▶ [Work request]:
Starting at the first line and ending at the last, repeat the material word for word.

▶ [Data provided]:
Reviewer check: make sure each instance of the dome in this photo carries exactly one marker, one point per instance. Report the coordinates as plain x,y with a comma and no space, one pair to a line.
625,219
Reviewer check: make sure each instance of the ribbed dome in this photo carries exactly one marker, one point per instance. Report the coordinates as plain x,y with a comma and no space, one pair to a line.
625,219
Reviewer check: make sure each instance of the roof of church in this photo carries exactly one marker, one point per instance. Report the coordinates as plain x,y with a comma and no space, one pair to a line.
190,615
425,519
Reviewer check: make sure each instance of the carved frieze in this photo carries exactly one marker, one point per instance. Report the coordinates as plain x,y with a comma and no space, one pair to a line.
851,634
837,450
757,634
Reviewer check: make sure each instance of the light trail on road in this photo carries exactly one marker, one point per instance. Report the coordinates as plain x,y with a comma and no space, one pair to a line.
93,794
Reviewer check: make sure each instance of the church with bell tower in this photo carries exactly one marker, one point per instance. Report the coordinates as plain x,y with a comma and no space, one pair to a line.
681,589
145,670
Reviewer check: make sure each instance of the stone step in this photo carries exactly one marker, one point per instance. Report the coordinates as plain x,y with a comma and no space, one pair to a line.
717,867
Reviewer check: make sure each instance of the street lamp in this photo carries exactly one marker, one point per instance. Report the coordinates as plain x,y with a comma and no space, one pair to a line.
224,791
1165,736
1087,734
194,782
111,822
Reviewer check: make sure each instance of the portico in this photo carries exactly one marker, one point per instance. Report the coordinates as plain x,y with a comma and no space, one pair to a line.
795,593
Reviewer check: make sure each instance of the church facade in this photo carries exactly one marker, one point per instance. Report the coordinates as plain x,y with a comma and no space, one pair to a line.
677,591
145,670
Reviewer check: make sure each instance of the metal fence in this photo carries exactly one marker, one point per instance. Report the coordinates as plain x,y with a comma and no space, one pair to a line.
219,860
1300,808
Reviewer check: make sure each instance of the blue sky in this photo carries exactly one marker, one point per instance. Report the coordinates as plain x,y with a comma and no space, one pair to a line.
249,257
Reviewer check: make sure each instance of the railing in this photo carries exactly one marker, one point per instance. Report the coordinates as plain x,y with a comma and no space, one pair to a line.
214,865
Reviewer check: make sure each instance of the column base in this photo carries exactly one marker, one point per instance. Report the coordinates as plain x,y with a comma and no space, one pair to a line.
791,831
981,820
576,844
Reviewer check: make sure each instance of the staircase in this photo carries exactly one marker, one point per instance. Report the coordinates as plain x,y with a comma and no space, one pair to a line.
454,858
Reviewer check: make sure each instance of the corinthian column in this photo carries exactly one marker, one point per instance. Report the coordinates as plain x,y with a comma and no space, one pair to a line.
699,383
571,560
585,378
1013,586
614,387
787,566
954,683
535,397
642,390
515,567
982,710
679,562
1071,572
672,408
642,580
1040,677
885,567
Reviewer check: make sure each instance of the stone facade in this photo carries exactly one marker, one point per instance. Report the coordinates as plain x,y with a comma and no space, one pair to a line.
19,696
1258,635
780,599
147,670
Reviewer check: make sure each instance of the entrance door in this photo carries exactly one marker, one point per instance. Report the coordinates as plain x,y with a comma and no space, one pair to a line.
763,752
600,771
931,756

▶ [Exercise output]:
Reviewer check: make sure each instance of the dome in this photo carries exactly one marker, one point per instance. Report the coordinates as plain x,y with a comma and no space, one pair to a line.
625,219
Reviewer check: make sure each instance of the ribbed dome in this photo carries exactly one marker, one point per instance. Report the coordinates as plain x,y with a comma and no space, one pair to a line.
625,219
Reviewer check: make sure each instance of the roof of church in this photo carries exactly one marker, one point per instance. Report the coordinates as plain x,y with a comma and no space, one pair to a line.
190,615
425,519
Reviewer check: make sure each instance of the carved frieze in this photo carries exactly one marker, one point per instance. Report the coordinates as plain x,y with a comma and no space, one pair to a line.
851,634
837,450
757,634
Reviewer check: make sure each instance of the light trail on road in this photo carries exactly one marker, one point per instance. Report the coordinates as plain x,y with a comma and no space, one pair to a line.
93,794
Reviewer check: make sure each instance of the church with bell tower in this photo carries exactly one marker, one point per instance. Report the coordinates as plain x,y with a comma and no space, one pair to a line.
681,589
145,670
Reviewer check: make sure each instance of the stone step in this photo carries exactly one marker, one point per instance. Report the coordinates as plain x,y with a comma and no space, one pair to a line.
717,867
Reviewer check: make sure each instance of the street lamp in this photo carries exactly one marker, one point per instance. Report the coordinates as plain x,y with a comma and no space, one pair to a line.
224,791
1165,736
1087,734
194,782
111,822
Reviewer check: make sure each instance of the portico in this photo carries exactly one marker, one point per instance. Report the coordinates as plain x,y with a comma and no space, one pair to a line.
795,593
Reviewer check: make sure each instance of the church facade in this photo carries exactly one marker, one point per instance. Report the coordinates as plain x,y with a comma and no space, one pair to a line.
677,591
145,670
Reviewer check: make sure each instance of the metal fence in this photo carries exactly one marker, one point per instance. Report the coordinates as plain x,y with a comma and no space, one pair to a line.
219,860
1300,808
Reviewer check: make sure each instance of the blue sky in this photo carries exactly one marker, one point per instance. Report the coordinates as plain x,y with a comma and no space, one pair to a line.
249,257
Reviewer check: make sure each instance of the railing in this photo carries exactly one marker, one point per instance. Report the coordinates as plain x,y with a comma and no space, one pair to a line.
214,865
Reviewer check: make sure each instance of the column base in this photo carries exactly one marker, one point per instance. Report the coordinates as plain x,y with a comma and no space, one pair to a line.
791,831
981,820
576,844
Reviewer check: make sure each instance of the staircase in this photo carries exactly one marker, one point per instance. Report the coordinates as plain x,y with a comma and no space, one pair to a line.
454,858
Reviewer check: make sure each instance of the corinthian column in this photo carries exactly one marker, one point per instance. Report the coordinates as plain x,y with a comma and no space, one pair to a line.
699,383
571,560
585,378
1013,586
614,387
787,566
954,683
535,397
642,390
515,567
982,710
679,562
1071,572
672,408
642,580
1040,677
885,567
Reviewer check: make sure each instance of the stone facade in this photo carries exactly one marker, one point per instance. Report the coordinates as plain x,y with a comma and no space, one pair to a line.
19,696
1258,635
780,599
147,670
Reviewer check: make sure each instance of the entrance door in this photo carries exactly one marker, one point per instance. Report the coordinates as plain x,y with a comma and no space, one pair to a line.
763,752
600,771
931,756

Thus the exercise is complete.